** Work to do **
Restate exactly, and only, the lines from the one with "of the boy's" through the end of the data, with both of those end lines kept. Drop any pictures.

____

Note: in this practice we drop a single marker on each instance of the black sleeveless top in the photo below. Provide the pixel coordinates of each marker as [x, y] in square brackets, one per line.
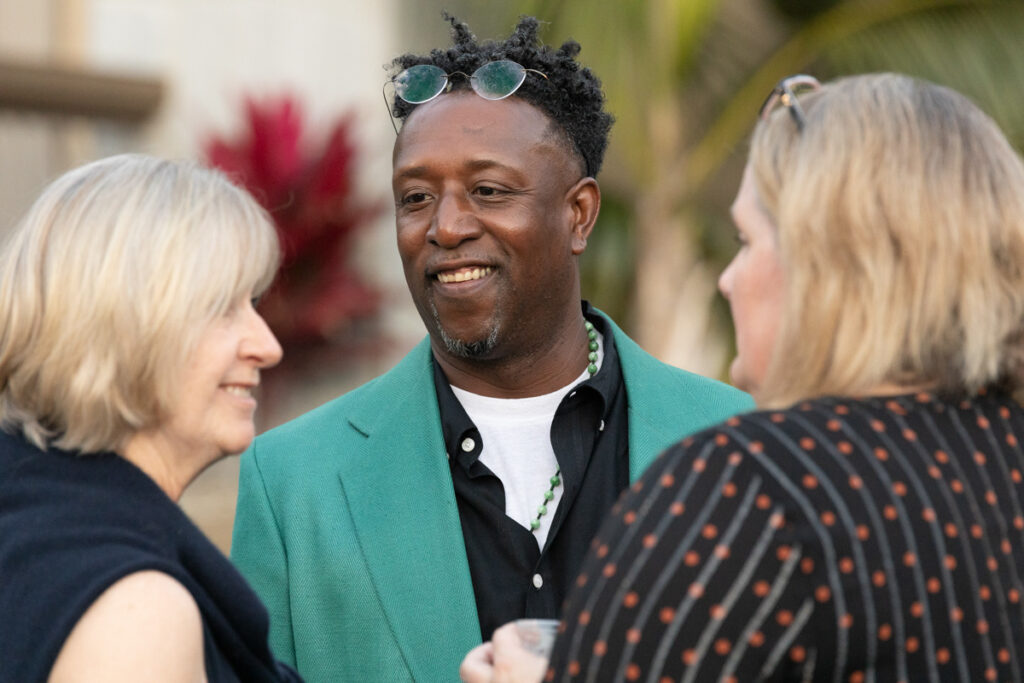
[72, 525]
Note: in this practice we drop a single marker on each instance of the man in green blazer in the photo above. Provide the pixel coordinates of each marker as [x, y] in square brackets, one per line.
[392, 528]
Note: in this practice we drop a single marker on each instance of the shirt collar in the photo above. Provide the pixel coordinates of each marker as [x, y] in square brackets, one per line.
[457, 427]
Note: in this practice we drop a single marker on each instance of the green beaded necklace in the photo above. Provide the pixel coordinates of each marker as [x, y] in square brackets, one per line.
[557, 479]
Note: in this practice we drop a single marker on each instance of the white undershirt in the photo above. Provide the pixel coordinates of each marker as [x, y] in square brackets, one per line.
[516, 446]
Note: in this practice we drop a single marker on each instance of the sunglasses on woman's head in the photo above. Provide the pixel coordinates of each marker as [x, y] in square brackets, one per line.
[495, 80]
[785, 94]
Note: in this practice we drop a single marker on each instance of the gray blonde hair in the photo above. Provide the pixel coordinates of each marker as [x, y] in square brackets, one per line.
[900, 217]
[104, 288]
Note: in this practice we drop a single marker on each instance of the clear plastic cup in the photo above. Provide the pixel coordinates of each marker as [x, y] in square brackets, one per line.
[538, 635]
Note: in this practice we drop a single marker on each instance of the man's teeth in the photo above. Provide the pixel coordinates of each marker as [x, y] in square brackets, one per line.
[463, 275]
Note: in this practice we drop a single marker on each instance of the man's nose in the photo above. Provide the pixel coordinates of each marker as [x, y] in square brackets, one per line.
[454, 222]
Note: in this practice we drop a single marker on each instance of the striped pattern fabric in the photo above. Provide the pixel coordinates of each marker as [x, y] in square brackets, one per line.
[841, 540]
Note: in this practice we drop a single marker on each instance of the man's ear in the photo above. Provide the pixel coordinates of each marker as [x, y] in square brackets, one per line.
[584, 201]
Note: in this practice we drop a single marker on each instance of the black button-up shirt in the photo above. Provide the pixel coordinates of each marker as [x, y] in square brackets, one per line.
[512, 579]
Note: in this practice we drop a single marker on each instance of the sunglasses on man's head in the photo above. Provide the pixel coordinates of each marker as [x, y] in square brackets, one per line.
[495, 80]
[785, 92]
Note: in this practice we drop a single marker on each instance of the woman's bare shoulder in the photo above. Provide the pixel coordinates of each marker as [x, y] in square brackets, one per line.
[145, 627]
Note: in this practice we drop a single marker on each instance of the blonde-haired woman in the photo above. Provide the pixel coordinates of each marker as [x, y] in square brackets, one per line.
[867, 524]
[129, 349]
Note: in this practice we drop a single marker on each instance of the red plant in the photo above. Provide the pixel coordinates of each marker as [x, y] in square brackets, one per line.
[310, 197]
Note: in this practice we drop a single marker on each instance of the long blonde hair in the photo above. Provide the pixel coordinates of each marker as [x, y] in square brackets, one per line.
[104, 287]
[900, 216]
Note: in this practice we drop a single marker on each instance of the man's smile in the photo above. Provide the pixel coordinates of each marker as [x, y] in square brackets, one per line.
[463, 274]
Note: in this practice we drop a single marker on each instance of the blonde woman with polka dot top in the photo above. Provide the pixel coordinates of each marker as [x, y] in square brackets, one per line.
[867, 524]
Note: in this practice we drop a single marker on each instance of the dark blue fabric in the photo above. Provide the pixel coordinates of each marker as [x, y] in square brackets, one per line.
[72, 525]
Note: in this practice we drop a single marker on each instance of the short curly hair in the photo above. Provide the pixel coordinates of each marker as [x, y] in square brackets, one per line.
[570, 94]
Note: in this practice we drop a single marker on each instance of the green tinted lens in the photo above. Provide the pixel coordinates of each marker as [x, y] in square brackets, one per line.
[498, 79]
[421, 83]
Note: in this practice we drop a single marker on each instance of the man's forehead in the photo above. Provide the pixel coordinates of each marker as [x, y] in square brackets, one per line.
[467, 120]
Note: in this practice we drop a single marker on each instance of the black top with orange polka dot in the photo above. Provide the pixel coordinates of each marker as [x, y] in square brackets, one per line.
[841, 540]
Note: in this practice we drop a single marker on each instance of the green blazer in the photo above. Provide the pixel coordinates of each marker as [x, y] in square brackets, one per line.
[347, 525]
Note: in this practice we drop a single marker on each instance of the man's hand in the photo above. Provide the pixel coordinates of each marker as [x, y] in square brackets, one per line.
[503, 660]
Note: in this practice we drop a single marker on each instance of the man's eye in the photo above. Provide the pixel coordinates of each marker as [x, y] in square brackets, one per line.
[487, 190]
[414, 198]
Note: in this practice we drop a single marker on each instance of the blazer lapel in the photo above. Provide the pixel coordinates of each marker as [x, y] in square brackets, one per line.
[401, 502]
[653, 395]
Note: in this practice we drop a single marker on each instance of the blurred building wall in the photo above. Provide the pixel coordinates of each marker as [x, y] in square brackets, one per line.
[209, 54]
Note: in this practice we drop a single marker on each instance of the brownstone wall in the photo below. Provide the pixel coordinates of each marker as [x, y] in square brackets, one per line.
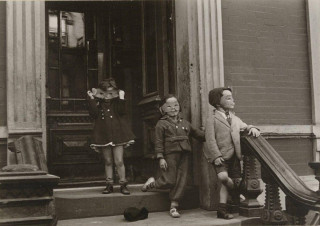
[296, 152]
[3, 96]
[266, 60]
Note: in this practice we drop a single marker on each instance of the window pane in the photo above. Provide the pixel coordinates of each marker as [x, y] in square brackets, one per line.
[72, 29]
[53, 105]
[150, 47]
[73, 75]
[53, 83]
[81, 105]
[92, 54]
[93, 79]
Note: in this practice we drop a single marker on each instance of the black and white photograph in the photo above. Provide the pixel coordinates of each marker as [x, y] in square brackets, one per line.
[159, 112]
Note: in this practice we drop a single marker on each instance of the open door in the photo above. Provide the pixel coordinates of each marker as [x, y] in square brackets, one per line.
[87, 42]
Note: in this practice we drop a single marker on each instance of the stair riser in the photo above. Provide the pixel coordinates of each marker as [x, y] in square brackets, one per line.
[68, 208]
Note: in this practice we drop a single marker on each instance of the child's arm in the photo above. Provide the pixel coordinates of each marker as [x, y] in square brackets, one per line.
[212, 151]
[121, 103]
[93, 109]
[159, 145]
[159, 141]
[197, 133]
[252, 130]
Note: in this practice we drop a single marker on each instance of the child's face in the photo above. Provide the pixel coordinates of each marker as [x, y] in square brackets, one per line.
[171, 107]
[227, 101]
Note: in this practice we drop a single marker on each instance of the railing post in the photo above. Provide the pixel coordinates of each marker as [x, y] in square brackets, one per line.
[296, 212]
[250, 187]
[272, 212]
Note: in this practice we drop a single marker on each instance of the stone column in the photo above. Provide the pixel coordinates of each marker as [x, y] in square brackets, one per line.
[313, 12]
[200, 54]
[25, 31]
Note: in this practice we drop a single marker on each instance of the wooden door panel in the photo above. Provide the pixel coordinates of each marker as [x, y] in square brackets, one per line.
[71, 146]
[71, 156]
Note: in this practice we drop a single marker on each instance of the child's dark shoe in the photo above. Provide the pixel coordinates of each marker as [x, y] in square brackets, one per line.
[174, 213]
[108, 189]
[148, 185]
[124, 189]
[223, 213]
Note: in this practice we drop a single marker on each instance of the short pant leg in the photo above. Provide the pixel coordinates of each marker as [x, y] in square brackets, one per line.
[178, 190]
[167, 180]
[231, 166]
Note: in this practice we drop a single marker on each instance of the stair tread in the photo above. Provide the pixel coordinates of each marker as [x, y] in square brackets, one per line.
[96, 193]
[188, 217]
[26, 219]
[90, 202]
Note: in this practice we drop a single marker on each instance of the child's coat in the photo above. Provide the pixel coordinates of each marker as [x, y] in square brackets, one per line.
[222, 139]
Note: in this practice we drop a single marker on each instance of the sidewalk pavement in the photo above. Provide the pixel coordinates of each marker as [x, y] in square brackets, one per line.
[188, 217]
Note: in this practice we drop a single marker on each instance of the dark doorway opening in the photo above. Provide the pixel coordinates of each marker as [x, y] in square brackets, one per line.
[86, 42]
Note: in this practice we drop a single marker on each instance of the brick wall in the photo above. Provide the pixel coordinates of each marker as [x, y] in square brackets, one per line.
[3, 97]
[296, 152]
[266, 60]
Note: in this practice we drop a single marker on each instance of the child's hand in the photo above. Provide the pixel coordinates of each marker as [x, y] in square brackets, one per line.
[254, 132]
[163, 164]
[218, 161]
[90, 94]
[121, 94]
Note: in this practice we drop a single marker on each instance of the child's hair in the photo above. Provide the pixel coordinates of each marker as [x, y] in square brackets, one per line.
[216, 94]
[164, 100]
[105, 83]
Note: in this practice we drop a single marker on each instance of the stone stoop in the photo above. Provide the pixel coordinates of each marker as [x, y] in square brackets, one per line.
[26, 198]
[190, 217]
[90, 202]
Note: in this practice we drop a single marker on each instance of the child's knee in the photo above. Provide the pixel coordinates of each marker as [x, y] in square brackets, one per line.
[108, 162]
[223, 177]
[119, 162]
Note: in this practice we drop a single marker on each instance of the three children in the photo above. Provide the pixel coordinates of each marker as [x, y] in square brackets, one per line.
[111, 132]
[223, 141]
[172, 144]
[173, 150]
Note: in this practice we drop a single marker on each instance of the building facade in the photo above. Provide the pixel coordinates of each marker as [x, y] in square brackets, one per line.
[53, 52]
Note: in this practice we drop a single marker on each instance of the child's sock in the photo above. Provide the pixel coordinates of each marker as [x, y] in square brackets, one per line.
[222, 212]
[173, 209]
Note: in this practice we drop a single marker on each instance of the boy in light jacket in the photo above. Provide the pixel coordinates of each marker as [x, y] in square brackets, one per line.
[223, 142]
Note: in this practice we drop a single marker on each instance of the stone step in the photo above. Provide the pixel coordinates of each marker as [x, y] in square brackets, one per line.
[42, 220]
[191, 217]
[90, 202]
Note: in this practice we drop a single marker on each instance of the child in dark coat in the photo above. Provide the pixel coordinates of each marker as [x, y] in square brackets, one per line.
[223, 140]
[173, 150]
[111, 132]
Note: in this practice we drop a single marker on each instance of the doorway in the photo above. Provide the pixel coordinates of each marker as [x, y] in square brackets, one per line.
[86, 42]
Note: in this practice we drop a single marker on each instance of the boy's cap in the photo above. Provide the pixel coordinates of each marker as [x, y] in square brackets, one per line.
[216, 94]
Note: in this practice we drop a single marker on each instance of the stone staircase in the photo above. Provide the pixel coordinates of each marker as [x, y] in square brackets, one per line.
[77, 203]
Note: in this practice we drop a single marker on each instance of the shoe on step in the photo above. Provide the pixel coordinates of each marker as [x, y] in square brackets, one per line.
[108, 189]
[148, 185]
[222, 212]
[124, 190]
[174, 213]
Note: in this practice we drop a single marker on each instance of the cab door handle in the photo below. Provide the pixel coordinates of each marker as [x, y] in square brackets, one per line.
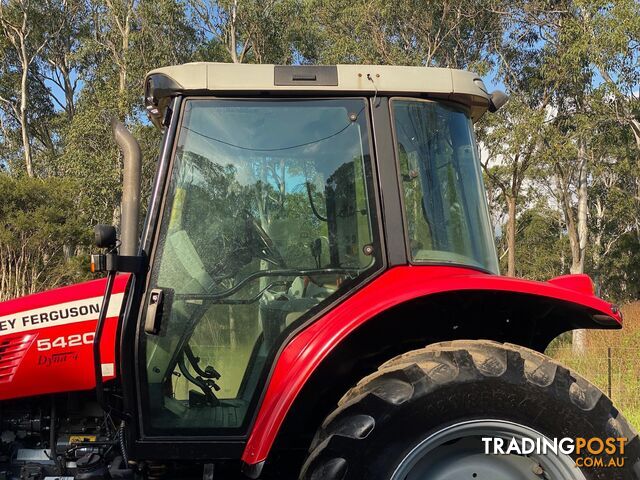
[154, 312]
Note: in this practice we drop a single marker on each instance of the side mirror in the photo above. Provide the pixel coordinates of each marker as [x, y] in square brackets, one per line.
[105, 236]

____

** Result for this exercise **
Note: in this practice we drop a single marker on each instance of the boy's cap in the photo above. Provide the pixel coordinates of each marker as [x, y] in square brackets, one per line.
[216, 94]
Note: in this practice we drop a single marker on each instance of the stone staircase in the photo above. Provide the pixel coordinates of each marker as [x, y] in square brackets, one per line.
[77, 203]
Note: in this practice we drop a single marker on each instance of the shoe on step in the photo above. Provide the pixel coordinates of each marker as [x, y] in square brackets, one per line.
[108, 189]
[148, 185]
[222, 212]
[124, 190]
[174, 213]
Note: in this practice we drop a single marker on each instance of the cab door handle in the photo below. Provide the pixel coordinates of each marker as [x, y] in square brackets, one per line.
[154, 312]
Note: in this practice we drop a single marker on each instance of the side mirror in the photo above. Provide the pixel coordinates of each marker as [x, y] in square brackets, one per line.
[105, 236]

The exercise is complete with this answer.